**SOURCE DOCUMENT:**

____

Kullback–Leibler divergence between two parametrized distributions is defined as:
$$
D_{KL}(q(\theta) || p(\theta)) = \int q(\theta) \log \frac{q(\theta)}{p(\theta)} d\theta
$$
Rényi divergence is defined as:
$$
D_{\alpha}(q(\theta) || p(\theta)) = \frac{1}{\alpha-1} \log\int p(\theta)^\alpha q(\theta)^{1-\alpha} d\theta
$$
It is known that the KL divergence is a particular case of Rényi divergence when $\alpha \rightarrow 1$.
But what is the proof for that?
Best Answer
Take the limit with L'Hopital: \begin{align*} \lim_{\alpha\rightarrow 1} D_\alpha(p||q) &= \lim_{\alpha\rightarrow 1} \frac{1}{\alpha-1}\log\int p(\theta)^\alpha q(\theta)^{1-\alpha}\,d\theta \\ &= \lim_{\alpha\rightarrow 1} \frac{\partial}{\partial \alpha} \log\int p(\theta)^\alpha q(\theta)^{1-\alpha}\,d\theta \\[2mm] &= \lim_{\alpha\rightarrow 1} \frac{\displaystyle\int p(\theta)^\alpha q(\theta)^{1-\alpha} [\log(p(\theta))-\log(q(\theta))] \,d\theta}{\displaystyle \int p(\theta)^\alpha q(\theta)^{1-\alpha}\,d\theta} \\ &= \frac{\displaystyle \int p(\theta)\log(p(\theta)/q(\theta))\,d\theta}{\displaystyle \int p(\theta)\,d\theta} \\[2mm] &=\int p(\theta)\log\left(\frac{p(\theta)}{q(\theta)}\right)\,d\theta \\[2mm] &= D_{\text{KL}}(p||q) \end{align*}

____

**DIRECTION A:**
Answer these questions about the post on Rényi divergence:
(i) Which rule does the best answer use to take the limit?
(ii) As alpha approaches what value does the KL divergence become a particular case of Rényi divergence?
(iii) What factor stands in front of the logarithm in the definition of Rényi divergence?

____

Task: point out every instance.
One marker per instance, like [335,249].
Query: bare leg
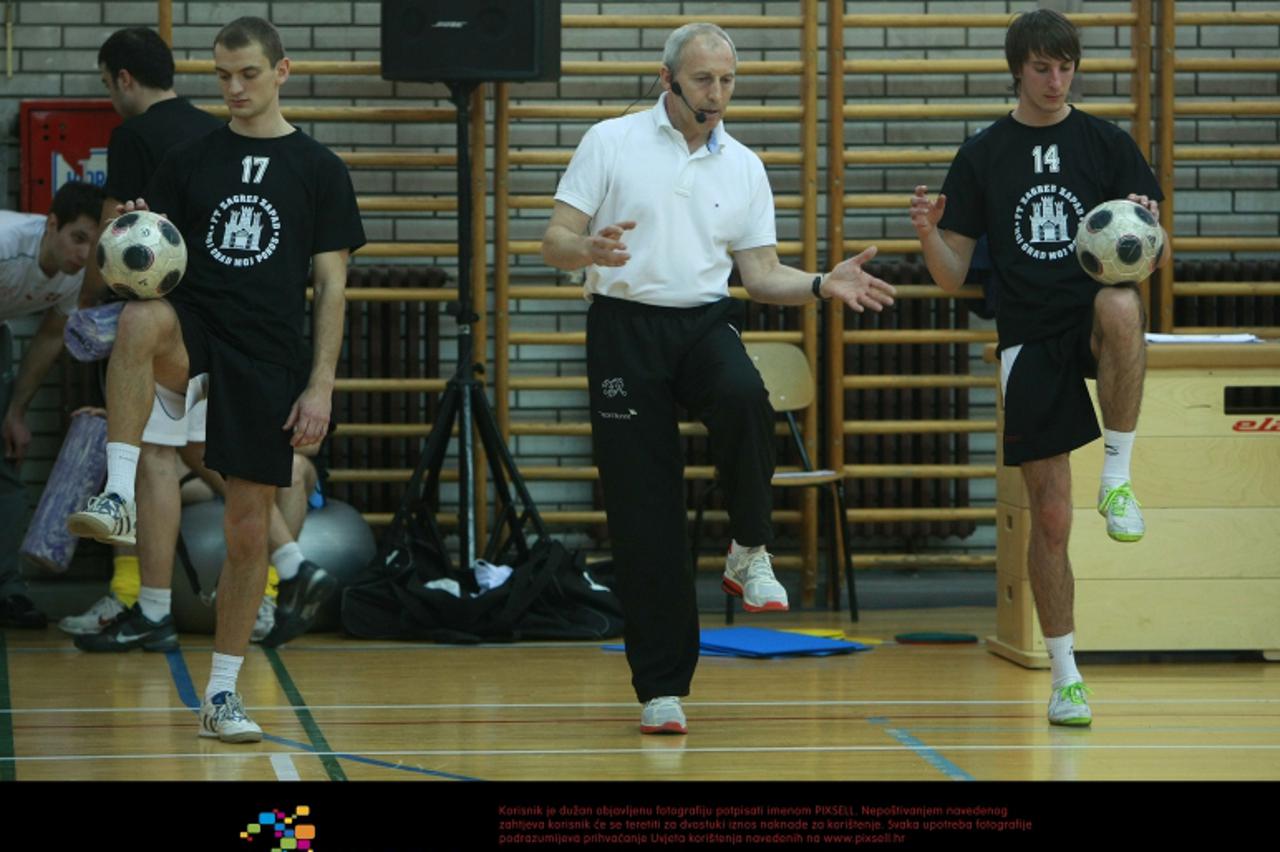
[149,349]
[240,590]
[1120,351]
[292,502]
[159,514]
[1048,489]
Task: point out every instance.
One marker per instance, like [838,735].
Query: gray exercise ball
[334,536]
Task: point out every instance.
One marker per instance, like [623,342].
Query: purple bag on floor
[90,334]
[77,475]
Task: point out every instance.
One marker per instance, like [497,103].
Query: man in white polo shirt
[41,268]
[659,205]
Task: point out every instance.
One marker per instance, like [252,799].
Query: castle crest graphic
[243,230]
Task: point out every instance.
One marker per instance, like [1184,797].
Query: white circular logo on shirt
[1045,221]
[245,230]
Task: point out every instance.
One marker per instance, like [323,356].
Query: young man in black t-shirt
[259,205]
[1025,182]
[137,69]
[137,72]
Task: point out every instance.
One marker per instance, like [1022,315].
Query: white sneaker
[663,715]
[95,618]
[1069,705]
[1123,513]
[750,577]
[222,717]
[108,517]
[265,622]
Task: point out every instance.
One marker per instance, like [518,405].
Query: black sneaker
[298,601]
[131,630]
[18,610]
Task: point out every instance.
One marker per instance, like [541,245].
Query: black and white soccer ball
[1119,242]
[141,255]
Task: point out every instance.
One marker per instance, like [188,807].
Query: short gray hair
[677,40]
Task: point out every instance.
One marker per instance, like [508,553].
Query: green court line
[300,708]
[8,768]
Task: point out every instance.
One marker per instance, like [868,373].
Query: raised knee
[302,472]
[1119,307]
[145,321]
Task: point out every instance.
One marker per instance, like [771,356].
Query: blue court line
[188,697]
[371,761]
[927,754]
[182,679]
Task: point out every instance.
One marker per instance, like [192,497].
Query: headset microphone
[698,114]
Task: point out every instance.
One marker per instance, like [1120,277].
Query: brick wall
[54,49]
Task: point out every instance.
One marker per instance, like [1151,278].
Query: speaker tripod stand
[464,404]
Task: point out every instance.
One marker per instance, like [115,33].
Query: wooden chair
[791,389]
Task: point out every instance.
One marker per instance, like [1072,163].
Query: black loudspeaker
[471,40]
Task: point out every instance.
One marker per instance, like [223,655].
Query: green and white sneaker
[1069,705]
[1123,512]
[222,717]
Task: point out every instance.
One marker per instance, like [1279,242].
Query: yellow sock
[126,580]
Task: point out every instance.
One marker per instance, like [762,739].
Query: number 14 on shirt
[1042,156]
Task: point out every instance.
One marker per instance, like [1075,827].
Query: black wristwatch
[817,289]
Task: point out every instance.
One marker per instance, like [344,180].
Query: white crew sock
[122,470]
[222,676]
[1118,449]
[1061,656]
[155,603]
[287,558]
[735,548]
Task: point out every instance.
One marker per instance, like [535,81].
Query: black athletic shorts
[248,402]
[1047,406]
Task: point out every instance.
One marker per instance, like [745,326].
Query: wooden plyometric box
[1206,468]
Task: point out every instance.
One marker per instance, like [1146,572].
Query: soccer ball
[141,255]
[1119,242]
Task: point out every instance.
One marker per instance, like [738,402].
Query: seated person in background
[126,607]
[41,269]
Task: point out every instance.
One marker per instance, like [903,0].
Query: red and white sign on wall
[63,140]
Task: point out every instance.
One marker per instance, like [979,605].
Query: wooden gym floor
[334,708]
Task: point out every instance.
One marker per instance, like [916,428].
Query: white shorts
[177,421]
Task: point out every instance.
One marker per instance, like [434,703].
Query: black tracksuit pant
[644,362]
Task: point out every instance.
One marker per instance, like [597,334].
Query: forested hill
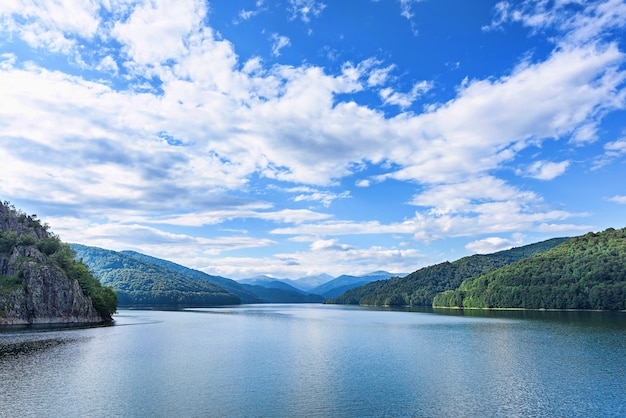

____

**DIRECTION B:**
Show every line of the records that contains the string "sneaker", with case counting.

**TASK ANSWER A:**
(i) L'Hopital's rule.
(ii) 1.
(iii) 1/(α−1).

**TASK ANSWER B:**
Query: white sneaker
Query: black sneaker
Query: green and white sneaker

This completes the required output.